Only the lines from the one containing "[outline] horse's right nostril" through the last line below should be written out, exactly and with both ends kept.

____________________

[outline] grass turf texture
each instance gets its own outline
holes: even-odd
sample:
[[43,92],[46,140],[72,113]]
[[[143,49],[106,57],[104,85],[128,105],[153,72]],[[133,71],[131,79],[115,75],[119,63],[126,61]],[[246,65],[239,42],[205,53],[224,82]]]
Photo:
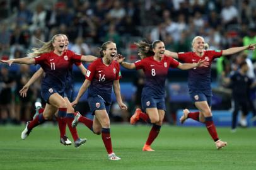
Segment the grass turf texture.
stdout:
[[[228,145],[216,150],[205,128],[164,125],[152,145],[156,152],[143,152],[151,127],[112,125],[113,150],[122,160],[108,160],[101,135],[79,125],[79,148],[59,143],[57,126],[35,128],[25,140],[25,126],[0,126],[0,169],[255,169],[256,128],[218,128]],[[67,135],[71,135],[67,128]]]

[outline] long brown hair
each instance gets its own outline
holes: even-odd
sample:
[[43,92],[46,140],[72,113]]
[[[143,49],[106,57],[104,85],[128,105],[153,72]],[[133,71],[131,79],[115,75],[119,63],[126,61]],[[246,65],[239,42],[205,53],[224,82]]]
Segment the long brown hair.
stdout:
[[40,48],[33,48],[32,49],[32,52],[28,53],[28,56],[33,58],[39,56],[44,53],[47,53],[54,50],[54,47],[52,45],[53,42],[55,41],[55,39],[57,37],[62,35],[63,34],[56,34],[55,35],[52,37],[50,41],[49,41],[47,42],[40,41],[43,43],[43,45]]
[[114,42],[112,42],[112,41],[108,41],[108,42],[105,42],[105,43],[103,43],[102,45],[102,47],[100,47],[100,57],[104,57],[104,53],[103,53],[103,50],[107,50],[107,46],[110,44]]
[[154,55],[153,49],[156,47],[157,43],[162,42],[160,40],[156,40],[153,43],[149,43],[145,41],[134,43],[139,48],[139,55],[143,59]]

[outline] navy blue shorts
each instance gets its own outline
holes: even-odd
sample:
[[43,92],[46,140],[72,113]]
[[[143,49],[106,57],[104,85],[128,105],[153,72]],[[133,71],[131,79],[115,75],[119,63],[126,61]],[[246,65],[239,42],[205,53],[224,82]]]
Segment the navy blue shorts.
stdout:
[[72,96],[73,93],[73,89],[72,88],[66,88],[64,96],[66,98],[67,98],[67,99],[69,101],[71,101],[71,96]]
[[146,108],[156,108],[158,110],[166,110],[165,98],[154,98],[149,96],[142,96],[141,106],[143,110],[146,111]]
[[100,96],[94,96],[88,98],[90,109],[93,115],[95,115],[95,110],[105,110],[109,113],[110,105],[106,103],[105,101]]
[[194,92],[191,91],[189,93],[190,95],[191,99],[194,104],[197,101],[206,101],[208,105],[211,107],[212,105],[212,96],[206,95],[202,92]]
[[44,99],[44,101],[48,103],[49,100],[50,98],[50,96],[54,94],[54,93],[58,93],[59,95],[61,95],[62,98],[64,97],[64,93],[58,93],[55,89],[54,88],[49,88],[49,89],[41,89],[41,96],[42,98]]

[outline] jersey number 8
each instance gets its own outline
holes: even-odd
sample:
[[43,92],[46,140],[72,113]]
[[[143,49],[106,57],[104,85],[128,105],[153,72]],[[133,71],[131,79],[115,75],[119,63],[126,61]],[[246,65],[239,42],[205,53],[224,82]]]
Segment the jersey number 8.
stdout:
[[156,76],[156,70],[155,70],[154,69],[151,69],[151,75],[152,75],[153,76]]
[[105,78],[105,74],[103,74],[103,76],[102,76],[102,74],[100,74],[99,75],[100,75],[100,77],[99,77],[98,81],[105,81],[106,80],[106,79]]

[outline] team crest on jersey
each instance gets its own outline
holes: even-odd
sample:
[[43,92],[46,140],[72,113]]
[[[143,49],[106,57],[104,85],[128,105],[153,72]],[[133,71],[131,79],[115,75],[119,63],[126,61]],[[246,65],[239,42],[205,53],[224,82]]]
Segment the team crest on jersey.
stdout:
[[67,61],[67,60],[69,60],[69,57],[67,57],[67,55],[65,55],[65,56],[64,56],[64,60],[66,60],[66,61]]
[[50,88],[49,89],[49,91],[52,93],[52,92],[54,92],[54,89],[52,88]]
[[95,106],[97,108],[100,108],[100,103],[96,103]]

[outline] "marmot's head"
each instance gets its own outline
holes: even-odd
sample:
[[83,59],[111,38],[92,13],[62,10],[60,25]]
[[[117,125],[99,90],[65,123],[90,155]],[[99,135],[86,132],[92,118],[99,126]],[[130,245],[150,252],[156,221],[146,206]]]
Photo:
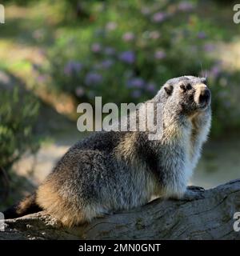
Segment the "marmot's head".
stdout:
[[205,78],[183,76],[168,80],[161,89],[166,102],[179,112],[192,114],[210,108],[211,93]]

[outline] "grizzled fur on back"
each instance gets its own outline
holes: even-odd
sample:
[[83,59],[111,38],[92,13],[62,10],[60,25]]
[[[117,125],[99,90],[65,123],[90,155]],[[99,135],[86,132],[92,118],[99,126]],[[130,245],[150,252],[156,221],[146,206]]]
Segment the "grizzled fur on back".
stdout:
[[148,102],[163,107],[163,132],[102,131],[77,142],[36,191],[36,203],[70,226],[153,197],[180,198],[210,126],[206,79],[170,79]]

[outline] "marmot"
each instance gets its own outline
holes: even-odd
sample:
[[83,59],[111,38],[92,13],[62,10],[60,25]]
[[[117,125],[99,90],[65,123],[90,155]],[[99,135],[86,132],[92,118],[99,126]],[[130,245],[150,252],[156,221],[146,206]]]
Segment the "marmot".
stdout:
[[152,196],[181,198],[210,127],[205,78],[167,81],[150,102],[163,107],[163,132],[96,132],[77,142],[36,192],[6,218],[45,210],[71,226],[147,203]]

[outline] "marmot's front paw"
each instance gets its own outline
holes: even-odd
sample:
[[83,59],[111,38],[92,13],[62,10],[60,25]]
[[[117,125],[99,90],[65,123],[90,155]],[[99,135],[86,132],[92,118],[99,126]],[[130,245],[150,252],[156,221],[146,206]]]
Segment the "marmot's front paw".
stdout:
[[186,188],[186,191],[182,197],[182,201],[194,201],[198,199],[203,199],[205,198],[204,196],[205,189],[201,186],[189,186]]
[[205,189],[202,186],[188,186],[186,187],[186,190],[191,190],[191,191],[195,191],[195,192],[204,192]]

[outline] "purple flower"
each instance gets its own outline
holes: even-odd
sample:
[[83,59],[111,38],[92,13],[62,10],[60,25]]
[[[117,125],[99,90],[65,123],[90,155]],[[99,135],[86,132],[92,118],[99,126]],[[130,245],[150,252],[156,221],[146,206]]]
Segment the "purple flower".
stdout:
[[134,98],[138,98],[141,97],[141,91],[138,90],[134,90],[132,93],[131,93],[131,96]]
[[81,96],[84,95],[84,94],[85,94],[84,89],[81,86],[77,87],[75,89],[75,94],[78,97],[81,97]]
[[114,22],[110,22],[106,25],[106,29],[107,30],[114,30],[117,28],[117,23]]
[[214,46],[211,43],[206,43],[204,45],[203,49],[206,51],[213,51],[214,50]]
[[37,79],[39,82],[44,82],[46,80],[46,78],[45,75],[39,75]]
[[114,55],[115,52],[116,52],[115,49],[112,47],[106,47],[104,49],[104,53],[106,55]]
[[156,23],[163,22],[166,19],[166,14],[162,12],[158,12],[154,14],[152,20]]
[[78,62],[70,61],[64,66],[64,74],[71,75],[73,73],[78,73],[82,70],[82,65]]
[[198,34],[198,38],[200,38],[200,39],[204,39],[204,38],[206,38],[206,35],[205,32],[200,31],[200,32]]
[[134,78],[132,79],[130,79],[127,82],[127,86],[129,88],[142,88],[144,86],[144,80],[141,78]]
[[147,15],[150,13],[150,10],[148,7],[142,7],[141,9],[141,12],[144,15]]
[[163,50],[157,50],[154,54],[156,59],[162,59],[166,57],[166,53]]
[[126,42],[133,41],[134,39],[135,36],[134,33],[132,32],[126,32],[123,34],[122,39]]
[[135,61],[135,54],[131,50],[123,51],[120,54],[119,59],[123,62],[132,64]]
[[194,6],[191,2],[187,1],[182,1],[178,4],[178,10],[182,11],[189,11],[194,9]]
[[98,42],[95,42],[91,46],[92,52],[99,53],[102,50],[101,45]]
[[95,72],[88,73],[85,78],[85,83],[88,86],[99,84],[102,81],[102,76]]
[[156,85],[154,82],[150,82],[146,86],[146,90],[154,93],[156,91]]
[[210,70],[210,74],[214,77],[217,77],[221,72],[221,69],[218,66],[214,66]]
[[106,59],[101,63],[101,66],[104,69],[110,68],[114,64],[114,62],[111,59]]
[[160,33],[158,31],[151,31],[149,37],[152,39],[158,39],[160,38]]

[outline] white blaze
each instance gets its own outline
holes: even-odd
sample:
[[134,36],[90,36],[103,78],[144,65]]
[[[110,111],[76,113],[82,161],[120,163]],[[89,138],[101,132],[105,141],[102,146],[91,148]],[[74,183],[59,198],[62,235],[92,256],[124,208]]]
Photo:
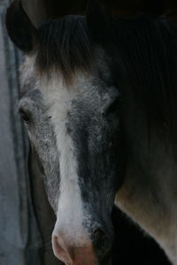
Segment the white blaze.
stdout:
[[[60,163],[60,190],[57,223],[53,235],[65,235],[65,239],[72,245],[77,242],[81,246],[86,241],[82,222],[83,206],[79,187],[77,161],[70,135],[66,132],[67,113],[71,110],[71,102],[77,95],[79,84],[72,88],[64,86],[62,79],[51,79],[40,86],[49,109],[48,115],[57,138],[57,147]],[[76,88],[77,87],[77,88]]]

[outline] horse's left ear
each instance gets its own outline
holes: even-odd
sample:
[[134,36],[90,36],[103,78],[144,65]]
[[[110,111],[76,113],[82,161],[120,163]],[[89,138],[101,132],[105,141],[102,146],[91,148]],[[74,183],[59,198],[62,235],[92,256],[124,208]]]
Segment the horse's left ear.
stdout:
[[169,21],[171,27],[173,27],[177,33],[177,10],[166,14],[166,18]]
[[88,33],[96,42],[108,39],[112,16],[108,8],[99,0],[88,0],[86,9],[86,23]]

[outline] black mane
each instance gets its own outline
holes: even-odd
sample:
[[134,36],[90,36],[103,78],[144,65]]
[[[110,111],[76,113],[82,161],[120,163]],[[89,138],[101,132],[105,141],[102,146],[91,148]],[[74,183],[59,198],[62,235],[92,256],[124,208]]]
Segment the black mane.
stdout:
[[[177,127],[177,38],[168,19],[114,19],[107,37],[101,44],[112,58],[119,87],[131,87],[150,120]],[[84,17],[49,20],[40,28],[36,64],[42,72],[56,65],[67,81],[75,70],[89,68],[93,48]]]
[[36,64],[41,72],[56,66],[67,81],[75,70],[88,70],[92,56],[84,17],[48,20],[40,27]]
[[125,77],[123,87],[131,87],[132,96],[142,102],[150,122],[163,123],[176,133],[176,30],[165,16],[119,19],[113,28],[117,57],[121,61],[121,69],[115,69],[114,75],[119,72]]

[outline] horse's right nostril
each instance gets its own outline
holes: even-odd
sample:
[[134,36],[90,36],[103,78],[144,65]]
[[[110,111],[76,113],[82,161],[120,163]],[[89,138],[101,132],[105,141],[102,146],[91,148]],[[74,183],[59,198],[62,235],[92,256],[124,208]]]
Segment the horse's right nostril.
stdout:
[[112,246],[112,237],[101,227],[95,230],[92,235],[94,248],[99,257],[108,254]]

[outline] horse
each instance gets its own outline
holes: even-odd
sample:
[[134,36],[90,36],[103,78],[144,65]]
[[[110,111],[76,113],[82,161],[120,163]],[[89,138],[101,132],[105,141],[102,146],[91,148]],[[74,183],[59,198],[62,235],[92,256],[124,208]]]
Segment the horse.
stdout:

____________________

» **Exercise answer**:
[outline] horse's right nostril
each instance gets its own outline
holes: even-odd
sample:
[[134,36],[90,36],[103,78],[144,65]]
[[[110,111],[76,113],[82,161],[120,163]],[[89,138],[101,132],[105,141],[102,146],[91,148]],[[74,183],[59,198],[62,235],[92,256],[124,208]]]
Segment the horse's right nostril.
stdout:
[[112,246],[112,237],[101,227],[95,230],[92,235],[94,248],[99,257],[108,254]]

[outline] horse
each instance gets its own outline
holes: even-odd
sample:
[[134,36],[90,36],[103,78],[144,65]]
[[[110,111],[76,113],[82,161],[120,163]],[[89,138],[101,132],[105,141],[102,146],[91,148]],[[74,183],[59,198],[62,235],[92,256],[124,208]]]
Segment the horse.
stdout:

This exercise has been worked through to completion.